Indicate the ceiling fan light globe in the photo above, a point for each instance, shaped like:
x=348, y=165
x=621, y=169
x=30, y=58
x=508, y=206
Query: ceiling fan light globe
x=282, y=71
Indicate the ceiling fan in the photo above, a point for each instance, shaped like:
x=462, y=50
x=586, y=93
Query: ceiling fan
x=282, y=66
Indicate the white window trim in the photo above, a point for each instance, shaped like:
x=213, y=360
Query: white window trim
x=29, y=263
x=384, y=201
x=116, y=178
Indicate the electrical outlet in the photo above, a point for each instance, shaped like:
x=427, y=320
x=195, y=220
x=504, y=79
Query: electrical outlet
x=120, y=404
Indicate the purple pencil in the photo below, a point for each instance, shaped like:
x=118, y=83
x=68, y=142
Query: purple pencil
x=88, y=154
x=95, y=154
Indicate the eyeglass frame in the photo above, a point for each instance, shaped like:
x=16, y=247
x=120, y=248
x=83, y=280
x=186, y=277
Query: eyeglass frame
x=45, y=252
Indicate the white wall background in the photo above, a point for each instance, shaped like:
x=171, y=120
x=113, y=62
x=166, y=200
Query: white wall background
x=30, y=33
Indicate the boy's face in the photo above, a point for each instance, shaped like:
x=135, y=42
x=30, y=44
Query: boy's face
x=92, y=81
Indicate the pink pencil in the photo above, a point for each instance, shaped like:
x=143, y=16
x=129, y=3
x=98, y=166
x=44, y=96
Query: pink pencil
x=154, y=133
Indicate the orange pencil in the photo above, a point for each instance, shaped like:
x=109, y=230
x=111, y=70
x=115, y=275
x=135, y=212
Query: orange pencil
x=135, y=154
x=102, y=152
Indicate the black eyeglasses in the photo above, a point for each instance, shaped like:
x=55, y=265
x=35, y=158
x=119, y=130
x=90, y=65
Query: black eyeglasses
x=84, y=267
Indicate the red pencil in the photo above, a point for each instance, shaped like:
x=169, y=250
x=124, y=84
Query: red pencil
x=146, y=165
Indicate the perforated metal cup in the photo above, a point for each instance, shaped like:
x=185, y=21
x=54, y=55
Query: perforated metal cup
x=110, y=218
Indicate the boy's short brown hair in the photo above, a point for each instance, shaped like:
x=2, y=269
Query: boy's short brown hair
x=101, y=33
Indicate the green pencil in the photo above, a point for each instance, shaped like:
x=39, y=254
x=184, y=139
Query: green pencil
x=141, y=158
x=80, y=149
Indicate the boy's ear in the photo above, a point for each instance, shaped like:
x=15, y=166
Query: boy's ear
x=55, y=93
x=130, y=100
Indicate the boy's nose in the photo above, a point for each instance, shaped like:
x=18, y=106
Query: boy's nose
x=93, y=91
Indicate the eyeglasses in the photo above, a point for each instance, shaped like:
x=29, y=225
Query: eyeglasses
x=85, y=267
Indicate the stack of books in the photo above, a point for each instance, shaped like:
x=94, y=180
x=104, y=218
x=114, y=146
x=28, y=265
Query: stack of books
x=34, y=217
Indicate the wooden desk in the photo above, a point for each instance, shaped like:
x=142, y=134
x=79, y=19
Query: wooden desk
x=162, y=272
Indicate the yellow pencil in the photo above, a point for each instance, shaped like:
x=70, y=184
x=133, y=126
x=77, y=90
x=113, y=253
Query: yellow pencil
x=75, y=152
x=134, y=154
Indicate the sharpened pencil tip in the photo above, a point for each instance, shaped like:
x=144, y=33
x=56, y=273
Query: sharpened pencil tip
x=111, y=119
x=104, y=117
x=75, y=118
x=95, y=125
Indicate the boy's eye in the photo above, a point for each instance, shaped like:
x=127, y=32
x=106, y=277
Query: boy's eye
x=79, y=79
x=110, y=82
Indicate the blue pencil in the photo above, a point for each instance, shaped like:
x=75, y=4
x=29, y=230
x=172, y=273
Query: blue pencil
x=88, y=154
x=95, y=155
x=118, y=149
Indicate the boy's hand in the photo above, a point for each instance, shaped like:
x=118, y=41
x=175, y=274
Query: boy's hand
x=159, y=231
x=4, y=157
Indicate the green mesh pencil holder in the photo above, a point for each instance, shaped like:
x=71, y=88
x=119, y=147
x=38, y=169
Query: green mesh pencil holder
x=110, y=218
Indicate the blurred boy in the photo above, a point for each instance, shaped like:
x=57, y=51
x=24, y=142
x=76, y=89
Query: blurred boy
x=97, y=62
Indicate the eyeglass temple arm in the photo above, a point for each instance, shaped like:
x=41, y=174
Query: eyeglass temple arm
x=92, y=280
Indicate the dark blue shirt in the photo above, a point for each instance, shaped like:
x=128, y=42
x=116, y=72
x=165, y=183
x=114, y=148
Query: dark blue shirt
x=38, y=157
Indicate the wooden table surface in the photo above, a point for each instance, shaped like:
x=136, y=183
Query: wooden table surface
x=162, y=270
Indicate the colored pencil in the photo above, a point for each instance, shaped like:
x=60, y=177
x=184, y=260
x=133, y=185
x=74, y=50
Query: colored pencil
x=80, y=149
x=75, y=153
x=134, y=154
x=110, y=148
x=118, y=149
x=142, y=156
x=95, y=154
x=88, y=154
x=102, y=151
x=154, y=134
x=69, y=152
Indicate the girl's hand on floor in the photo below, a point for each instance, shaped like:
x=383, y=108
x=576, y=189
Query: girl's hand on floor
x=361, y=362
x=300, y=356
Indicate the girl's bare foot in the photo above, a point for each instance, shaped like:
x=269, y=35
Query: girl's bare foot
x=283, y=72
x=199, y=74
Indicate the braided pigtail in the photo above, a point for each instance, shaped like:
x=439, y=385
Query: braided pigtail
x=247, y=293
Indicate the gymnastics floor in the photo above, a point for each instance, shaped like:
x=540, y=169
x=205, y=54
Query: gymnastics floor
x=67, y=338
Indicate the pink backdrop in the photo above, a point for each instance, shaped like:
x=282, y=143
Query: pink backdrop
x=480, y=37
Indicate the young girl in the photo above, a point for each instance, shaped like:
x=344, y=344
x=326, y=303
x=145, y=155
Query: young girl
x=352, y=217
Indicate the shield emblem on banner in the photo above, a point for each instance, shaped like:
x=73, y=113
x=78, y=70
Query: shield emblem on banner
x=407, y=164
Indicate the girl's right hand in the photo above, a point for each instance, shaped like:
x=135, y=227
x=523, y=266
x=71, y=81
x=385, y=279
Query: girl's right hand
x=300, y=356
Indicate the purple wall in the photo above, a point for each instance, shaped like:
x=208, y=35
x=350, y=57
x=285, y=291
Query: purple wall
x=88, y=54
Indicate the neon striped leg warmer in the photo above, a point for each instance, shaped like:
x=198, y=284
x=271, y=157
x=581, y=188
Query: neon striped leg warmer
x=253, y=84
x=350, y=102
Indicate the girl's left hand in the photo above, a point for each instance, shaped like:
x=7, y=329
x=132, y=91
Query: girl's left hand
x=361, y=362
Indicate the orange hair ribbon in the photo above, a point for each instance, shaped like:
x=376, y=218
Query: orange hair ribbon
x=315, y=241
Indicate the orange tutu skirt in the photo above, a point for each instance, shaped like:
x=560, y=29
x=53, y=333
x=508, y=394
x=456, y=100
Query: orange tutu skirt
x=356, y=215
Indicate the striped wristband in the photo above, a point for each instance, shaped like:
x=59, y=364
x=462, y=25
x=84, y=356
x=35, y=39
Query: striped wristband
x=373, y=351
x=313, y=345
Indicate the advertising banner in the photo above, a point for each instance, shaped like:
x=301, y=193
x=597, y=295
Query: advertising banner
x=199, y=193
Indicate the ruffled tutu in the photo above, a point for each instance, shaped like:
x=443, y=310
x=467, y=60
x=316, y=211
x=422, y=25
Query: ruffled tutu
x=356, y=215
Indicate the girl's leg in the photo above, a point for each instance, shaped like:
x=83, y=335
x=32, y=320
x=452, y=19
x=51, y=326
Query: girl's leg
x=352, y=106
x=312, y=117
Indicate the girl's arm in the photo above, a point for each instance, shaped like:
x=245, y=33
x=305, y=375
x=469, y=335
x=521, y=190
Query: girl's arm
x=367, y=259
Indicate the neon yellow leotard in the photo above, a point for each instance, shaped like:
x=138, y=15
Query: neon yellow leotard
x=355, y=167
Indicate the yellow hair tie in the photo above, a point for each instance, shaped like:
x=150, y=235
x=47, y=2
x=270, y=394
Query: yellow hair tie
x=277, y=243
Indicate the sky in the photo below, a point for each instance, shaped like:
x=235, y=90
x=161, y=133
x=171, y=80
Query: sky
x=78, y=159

# # # #

*Short exercise*: Swap "leg warmer" for "sock" in the listing from the line with "Indicate the girl's right" to the line with "x=315, y=241", and give back only those lines, otherwise unchanged.

*Answer to this problem*:
Indicate the girl's right hand in the photo above, a point for each instance, shaped like:
x=135, y=227
x=523, y=266
x=71, y=81
x=385, y=279
Query: girl's right hand
x=300, y=356
Indicate the purple wall in the photo above, a point for each instance, shaped like:
x=208, y=35
x=350, y=57
x=285, y=291
Query: purple wall
x=88, y=54
Indicate the neon striped sock in the photo above, a point for each instance, shaped like:
x=198, y=284
x=271, y=157
x=581, y=188
Query: neon striped sock
x=253, y=84
x=350, y=102
Indicate the girl's left hand in the photo above, a point for each instance, shaped like:
x=7, y=329
x=132, y=91
Query: girl's left hand
x=361, y=362
Indicate the orange hair ribbon in the photo above, a point for each instance, shaped like:
x=376, y=218
Query: orange hair ribbon
x=315, y=241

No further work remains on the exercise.